### TASK OBJECTIVE
Recast every line of the data below as a Markdown table with the columns Number and Entry. Give each nonblank line its own row and skip blank lines.

### EXERCISE INPUTS

* START *

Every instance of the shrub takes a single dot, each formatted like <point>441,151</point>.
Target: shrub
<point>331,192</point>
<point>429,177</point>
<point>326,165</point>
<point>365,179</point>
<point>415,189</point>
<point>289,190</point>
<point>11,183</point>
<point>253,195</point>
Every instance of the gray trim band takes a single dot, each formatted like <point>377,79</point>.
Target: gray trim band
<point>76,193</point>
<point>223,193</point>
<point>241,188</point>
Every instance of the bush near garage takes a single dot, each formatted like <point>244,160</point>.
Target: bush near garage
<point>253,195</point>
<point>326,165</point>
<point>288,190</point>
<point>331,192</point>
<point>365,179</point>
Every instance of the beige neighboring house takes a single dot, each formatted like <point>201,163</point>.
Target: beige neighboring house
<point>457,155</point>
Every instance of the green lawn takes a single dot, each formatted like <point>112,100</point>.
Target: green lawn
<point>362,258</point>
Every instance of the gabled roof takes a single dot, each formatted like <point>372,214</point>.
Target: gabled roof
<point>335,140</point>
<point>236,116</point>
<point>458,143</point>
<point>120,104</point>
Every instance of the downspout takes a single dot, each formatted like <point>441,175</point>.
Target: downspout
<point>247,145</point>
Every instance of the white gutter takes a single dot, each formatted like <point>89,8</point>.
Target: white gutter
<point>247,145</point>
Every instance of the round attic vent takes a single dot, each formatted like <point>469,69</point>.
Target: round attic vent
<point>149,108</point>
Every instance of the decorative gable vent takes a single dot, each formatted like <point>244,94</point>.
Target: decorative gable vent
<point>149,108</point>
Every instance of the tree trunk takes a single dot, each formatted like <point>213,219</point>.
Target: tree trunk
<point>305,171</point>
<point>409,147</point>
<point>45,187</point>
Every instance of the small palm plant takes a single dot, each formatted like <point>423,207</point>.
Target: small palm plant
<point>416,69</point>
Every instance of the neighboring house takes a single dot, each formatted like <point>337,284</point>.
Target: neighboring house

* END *

### COMPLETE OUTPUT
| Number | Entry |
|---|---|
| 1 | Every instance of the shrub takes a single dot, each formatted like <point>441,151</point>. |
| 2 | Target: shrub |
| 3 | <point>331,192</point> |
| 4 | <point>429,177</point> |
| 5 | <point>326,165</point> |
| 6 | <point>365,179</point> |
| 7 | <point>415,189</point> |
| 8 | <point>289,190</point> |
| 9 | <point>11,183</point> |
| 10 | <point>253,195</point> |
| 11 | Every instance of the gray trim band takes a single dot, each formatted like <point>377,79</point>. |
| 12 | Target: gray trim band |
| 13 | <point>76,193</point> |
| 14 | <point>223,193</point> |
| 15 | <point>241,188</point> |
| 16 | Every instance of the bush near garage takes a single dot, each formatted like <point>244,160</point>. |
| 17 | Target: bush near garage |
| 18 | <point>253,195</point> |
| 19 | <point>326,165</point> |
| 20 | <point>288,190</point> |
| 21 | <point>331,192</point> |
| 22 | <point>365,179</point> |
| 23 | Every instance of the beige neighboring house takes a single dot, each formatted like <point>201,163</point>. |
| 24 | Target: beige neighboring house |
| 25 | <point>457,155</point> |
| 26 | Every instance of the green lawn takes a single dot, each formatted like <point>112,100</point>. |
| 27 | Target: green lawn |
| 28 | <point>362,258</point> |
| 29 | Every instance of the gabled roof takes a single dot, each formatted like <point>372,214</point>. |
| 30 | Target: gabled roof |
| 31 | <point>335,140</point> |
| 32 | <point>236,116</point> |
| 33 | <point>458,143</point> |
| 34 | <point>120,104</point> |
| 35 | Every instance of the downspout takes a single dot, each formatted like <point>441,175</point>. |
| 36 | Target: downspout |
| 37 | <point>247,145</point> |
| 38 | Every instance of the white gutter takes a single dot, each formatted like <point>89,8</point>. |
| 39 | Target: white gutter |
| 40 | <point>247,145</point> |
| 41 | Every instance of the round attic vent takes a single dot, each formatted like <point>469,69</point>. |
| 42 | Target: round attic vent |
| 43 | <point>149,108</point> |
| 44 | Every instance of the decorative gable vent takes a single dot, each formatted like <point>244,94</point>. |
| 45 | Target: decorative gable vent |
| 46 | <point>149,108</point> |
| 47 | Every instance of the tree trunk takes a single dot, each formatted like <point>213,219</point>. |
| 48 | Target: tree trunk |
| 49 | <point>305,171</point> |
| 50 | <point>409,147</point> |
| 51 | <point>45,187</point> |
| 52 | Every instance of the small palm plant takes a single dot, each formatted like <point>423,207</point>. |
| 53 | Target: small palm plant |
| 54 | <point>416,69</point> |
| 55 | Every instance of the neighboring house takes a single dot, each formatted like <point>337,284</point>. |
| 56 | Target: neighboring house |